**Written instruction 1**
Summarize the Gary Numan article in two sentences.
**Written instruction 2**
Please rewrite the records with their requests, starting at the first line of the records and ending at the line that contains "[939,578,974,605]", both included. Multiply every bounding-box coordinate by 1.95 and round to whole numbers, with halves going up.

**Quoted passage**
>>
Gary Numan on the vagaries of musical fashion and doing it all in the box
There aren’t many people who can claim to be true pioneers of electronic music. This, however, is certainly one of them.
It’s fair to say that Gary Numan doesn’t write many ‘upbeat’ tunes. The electronic legend’s breakthrough album, 1979’s Replicas, depicted a cold, dark world of isolation and unhappy androids. Follow-up albums featured paranoia, atheism and yet more isolation.
While recording 2013’s Splinter (Songs from a Broken Mind), Numan was plagued by depression and wrote about the effect it was having on his family.
“Thankfully, I beat the depression,” says the smiling 58-year-old, adjusting himself on a comfy armchair in a West London hotel. “And I have to say that life is great. I’m enjoying living in LA [he moved there in 2012]. I’ve got a wonderful family. Splinter had some great reviews and I’ve recently signed a record deal with BMG, who are really excited about the new album.”
Ah, the new album. Presumably, with life looking rather groovy, the songs feel a bit… lighter?
<<
**Entries provided**
>>
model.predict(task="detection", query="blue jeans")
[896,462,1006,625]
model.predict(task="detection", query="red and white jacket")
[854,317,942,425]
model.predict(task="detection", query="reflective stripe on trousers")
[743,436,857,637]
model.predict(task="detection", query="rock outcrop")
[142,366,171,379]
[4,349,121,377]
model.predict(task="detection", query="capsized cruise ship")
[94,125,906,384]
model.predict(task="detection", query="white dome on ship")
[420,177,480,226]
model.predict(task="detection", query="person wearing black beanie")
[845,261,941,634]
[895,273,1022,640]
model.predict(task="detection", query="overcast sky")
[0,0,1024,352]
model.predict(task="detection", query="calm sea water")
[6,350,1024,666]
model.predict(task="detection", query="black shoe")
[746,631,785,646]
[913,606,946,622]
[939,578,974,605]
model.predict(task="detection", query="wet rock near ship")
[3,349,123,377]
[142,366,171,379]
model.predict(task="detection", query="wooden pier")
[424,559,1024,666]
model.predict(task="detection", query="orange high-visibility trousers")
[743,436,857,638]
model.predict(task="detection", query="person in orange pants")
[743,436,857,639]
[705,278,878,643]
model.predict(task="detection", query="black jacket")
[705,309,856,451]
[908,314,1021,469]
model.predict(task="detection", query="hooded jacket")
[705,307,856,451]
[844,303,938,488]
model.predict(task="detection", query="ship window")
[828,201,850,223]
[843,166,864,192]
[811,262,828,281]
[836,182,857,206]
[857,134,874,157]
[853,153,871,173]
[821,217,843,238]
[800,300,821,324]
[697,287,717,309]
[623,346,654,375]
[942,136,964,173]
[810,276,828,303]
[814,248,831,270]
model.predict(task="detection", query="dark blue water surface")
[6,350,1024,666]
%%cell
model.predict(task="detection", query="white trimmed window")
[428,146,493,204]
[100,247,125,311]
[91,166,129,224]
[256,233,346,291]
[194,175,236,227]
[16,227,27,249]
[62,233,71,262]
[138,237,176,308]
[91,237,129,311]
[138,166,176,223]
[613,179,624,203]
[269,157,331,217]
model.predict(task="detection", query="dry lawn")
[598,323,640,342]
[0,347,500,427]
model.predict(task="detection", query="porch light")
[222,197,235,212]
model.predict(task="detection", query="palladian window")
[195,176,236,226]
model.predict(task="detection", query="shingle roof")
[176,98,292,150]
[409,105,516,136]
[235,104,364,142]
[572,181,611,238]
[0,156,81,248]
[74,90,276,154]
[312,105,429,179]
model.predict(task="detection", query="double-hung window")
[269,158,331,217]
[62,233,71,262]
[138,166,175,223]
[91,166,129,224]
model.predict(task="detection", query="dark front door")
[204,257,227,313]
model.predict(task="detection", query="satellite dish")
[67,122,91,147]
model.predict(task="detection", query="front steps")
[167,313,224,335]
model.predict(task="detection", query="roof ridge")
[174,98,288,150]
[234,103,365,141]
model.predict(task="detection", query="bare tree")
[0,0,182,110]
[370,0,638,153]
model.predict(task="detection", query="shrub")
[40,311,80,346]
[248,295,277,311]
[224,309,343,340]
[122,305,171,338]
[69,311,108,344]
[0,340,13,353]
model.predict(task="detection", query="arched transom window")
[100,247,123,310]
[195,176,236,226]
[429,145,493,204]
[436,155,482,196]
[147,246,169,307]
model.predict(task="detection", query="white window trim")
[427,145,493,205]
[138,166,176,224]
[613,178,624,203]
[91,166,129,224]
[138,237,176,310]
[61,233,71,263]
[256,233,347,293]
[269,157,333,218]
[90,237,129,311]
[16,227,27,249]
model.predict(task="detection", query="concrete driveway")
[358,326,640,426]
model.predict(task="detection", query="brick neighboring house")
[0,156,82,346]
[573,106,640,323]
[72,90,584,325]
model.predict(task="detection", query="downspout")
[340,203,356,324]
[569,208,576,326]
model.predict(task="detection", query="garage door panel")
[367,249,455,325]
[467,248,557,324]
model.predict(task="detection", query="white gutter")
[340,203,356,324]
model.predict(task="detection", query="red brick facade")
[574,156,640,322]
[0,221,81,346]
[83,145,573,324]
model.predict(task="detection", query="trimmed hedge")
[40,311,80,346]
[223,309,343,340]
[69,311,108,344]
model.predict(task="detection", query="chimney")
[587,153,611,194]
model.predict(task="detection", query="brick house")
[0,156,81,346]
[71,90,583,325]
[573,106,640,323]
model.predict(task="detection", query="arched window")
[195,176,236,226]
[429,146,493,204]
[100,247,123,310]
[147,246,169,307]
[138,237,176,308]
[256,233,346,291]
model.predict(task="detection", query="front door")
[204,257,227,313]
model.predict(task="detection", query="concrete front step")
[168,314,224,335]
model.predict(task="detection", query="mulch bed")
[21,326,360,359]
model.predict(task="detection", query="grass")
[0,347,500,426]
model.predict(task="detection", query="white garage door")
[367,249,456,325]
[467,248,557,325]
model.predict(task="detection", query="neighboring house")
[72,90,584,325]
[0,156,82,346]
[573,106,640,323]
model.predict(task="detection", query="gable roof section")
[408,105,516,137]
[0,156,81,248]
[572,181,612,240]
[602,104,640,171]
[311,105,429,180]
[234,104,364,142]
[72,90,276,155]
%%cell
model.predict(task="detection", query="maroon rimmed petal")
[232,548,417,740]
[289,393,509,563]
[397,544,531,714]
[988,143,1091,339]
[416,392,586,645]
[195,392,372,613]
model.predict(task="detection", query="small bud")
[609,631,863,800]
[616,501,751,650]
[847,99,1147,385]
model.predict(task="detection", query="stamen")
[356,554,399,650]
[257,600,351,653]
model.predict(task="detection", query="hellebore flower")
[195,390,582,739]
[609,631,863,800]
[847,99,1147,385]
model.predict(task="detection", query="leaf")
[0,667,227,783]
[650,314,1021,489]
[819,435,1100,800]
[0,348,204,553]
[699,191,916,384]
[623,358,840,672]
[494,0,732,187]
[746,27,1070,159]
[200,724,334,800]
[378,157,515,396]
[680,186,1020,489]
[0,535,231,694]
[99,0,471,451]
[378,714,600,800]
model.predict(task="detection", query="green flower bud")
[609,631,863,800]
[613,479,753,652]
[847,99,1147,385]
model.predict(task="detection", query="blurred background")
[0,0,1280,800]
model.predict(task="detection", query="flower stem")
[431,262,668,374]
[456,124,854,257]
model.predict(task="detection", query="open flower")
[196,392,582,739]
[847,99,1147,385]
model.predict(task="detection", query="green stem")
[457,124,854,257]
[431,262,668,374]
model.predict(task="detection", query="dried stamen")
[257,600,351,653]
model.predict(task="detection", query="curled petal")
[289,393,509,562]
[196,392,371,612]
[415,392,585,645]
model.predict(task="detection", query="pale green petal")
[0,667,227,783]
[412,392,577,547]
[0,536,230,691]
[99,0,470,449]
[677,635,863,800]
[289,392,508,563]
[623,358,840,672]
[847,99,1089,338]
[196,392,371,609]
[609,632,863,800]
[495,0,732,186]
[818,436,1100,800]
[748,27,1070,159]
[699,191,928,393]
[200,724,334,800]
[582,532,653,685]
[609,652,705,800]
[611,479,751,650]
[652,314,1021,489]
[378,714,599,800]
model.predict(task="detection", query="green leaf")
<<
**Correct answer 1**
Gary Numan's albums, starting with 1979's Replicas, have dealt with dark themes such as isolation, paranoia and atheism, and he struggled with depression while recording 2013's Splinter (Songs from a Broken Mind). Now 58, he says he has beaten the depression, enjoys living in LA with his family, and has recently signed a record deal with BMG for a new album.

**Correct answer 2**
model.predict(task="detection", query="blue jeans")
[1747,901,1962,1219]
model.predict(task="detection", query="red and white jacket")
[1665,618,1837,829]
model.predict(task="detection", query="reflective stripe on trousers")
[1449,850,1671,1242]
model.predict(task="detection", query="rock outcrop")
[277,714,333,739]
[8,681,236,735]
model.predict(task="detection", query="capsized cruise ship")
[183,244,1767,749]
model.predict(task="detection", query="white dome on ship")
[819,345,936,441]
model.predict(task="detection", query="person wearing black beanie")
[1648,509,1835,1236]
[1745,532,1993,1248]
model.predict(task="detection", query="overcast sky")
[0,0,1997,686]
model.predict(task="detection", query="calm sea water")
[12,683,1997,1299]
model.predict(task="detection", query="black shoe")
[1455,1230,1531,1260]
[1780,1182,1845,1213]
[1831,1127,1899,1180]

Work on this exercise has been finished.